### DOCUMENT EXTRACT

For simplicity, I will use "CoA" = "Care of Address" to mean:
LISP-MN, LISP-TTR-Mobility
& Ivip-TTR-Mobility: Each IP address the MN gets from
an access network. (It could get
multiple from each access network,
and in IPv6 it might get a whole
/64.)
ILNP etc. (Loc/ID Separation) Each Locator, which in ILNP and
some other architectures is
actually an IPv6 address.
Applications in the correspondent hosts in all these architectures
would not notice anything to do with the other host being mobile,
since they use the MN's EID, SPI address or Identifier.
[This is on the assumption that an application actually works
with an ILNP stack. When I tried, I couldn't see how existing
IPv6 applications could work with an ILNP stack. Tony Li
(msg07111) didn't figure out how it could be done and Ran
didn't try.]
In ILNP, the stack of the correspondent host would know all about the
CoA(s) of the MN, since each one is (or has) a different Locator, and
in ILNP etc. (Loc/ID Sep.) the host's stack is doing all the work of
deciding which of the other host's multiple Locators to send packets to.
By contrast, the stack of the correspondent host in LISP-MN,
Ivip-TTR-Mobility or LISP-TTR-Mobility would not see anything to do
with the MN's mobility, since it is always addressed by its
numerically stable, physically mobile, EID or SPI IP address. The
ITRs in these architectures are doing the work which hosts have to do
with ILNP etc.
Still, in ILNP or LISP-MN, if someone wanted to track the movement of
a mobile node, they could easily do that, even without sending any
packets to the MN. Simply looking up the EID->RLOC mapping in
LISP-MN, or the Identifier->Locator mapping in ILNP, would provide the
MN's changing CoAs in real-time.
Here's a chart of the architectures and whether I think they meet
Scott's first requirement (first point in Section 5), from various
places where the MN's movement might be tracked.
"Application" means application on a correspondent host, mobile or
not. Likewise, "Stack" means the stack of the correspondent host.
"Other" means anyone who wants to track the MN but is not necessarily
running a host which is communicating with the MN.
Ivip-TTR LISP-TTR LISP-MN ILNP & other Loc/ID Sep
architectures
Application Yes Yes Yes Yes#
Stack Yes Yes Yes No
Other Yes* Yes* No No
Yes Meets the requirement.
# This assumes the application either doesn't, or can't, ask
the stack about Locators, or doesn't in fact take an interest
in them. Any application could, if it was written to do so,
perform an Identifier > Locator lookup. So there's no way
of preventing an application from violating the first
requirement.
No The "Other" attacker, or an attacker using the stack of a
correspondent host, can always easily find out the current
CoA of the MN. This will generally provide highly detailed
real-time topological / geographic location information.
* In TTR Mobility, the TTR company always knows the one or more
CoAs of the MN. So the MN owner needs to completely trust
the TTR company regarding the security and privacy implications
of their MN's mobility.
If the MN always uses the one TTR, then no-one but the TTR
company has any information about the topological / geographic
location of the MN. Round trip delays could reveal distance
of the MN from its TTR, but that could be fudged to remove this
cue too.

### DATA EXCERPT
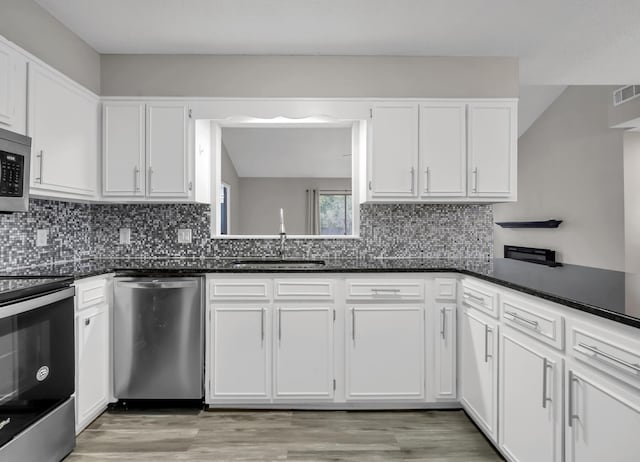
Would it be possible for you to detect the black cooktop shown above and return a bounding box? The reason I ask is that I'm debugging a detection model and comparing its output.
[0,275,73,306]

### EXERCISES
A - Condense the paragraph of the mobility-architecture text that begins "Still, in ILNP or LISP-MN" into a shorter version that keeps its main facts.
B - Repeat, word for word, the stretch of the mobility-architecture text from "Here's a chart" through "the correspondent host.".

### EXPECTED RESULTS
A - In ILNP or LISP-MN, anyone can easily track a mobile node without sending it any packets. Looking up the EID->RLOC mapping in LISP-MN, or the Identifier->Locator mapping in ILNP, gives the MN's changing CoAs in real time.

B -
Here's a chart of the architectures and whether I think they meet
Scott's first requirement (first point in Section 5), from various
places where the MN's movement might be tracked.
"Application" means application on a correspondent host, mobile or
not. Likewise, "Stack" means the stack of the correspondent host.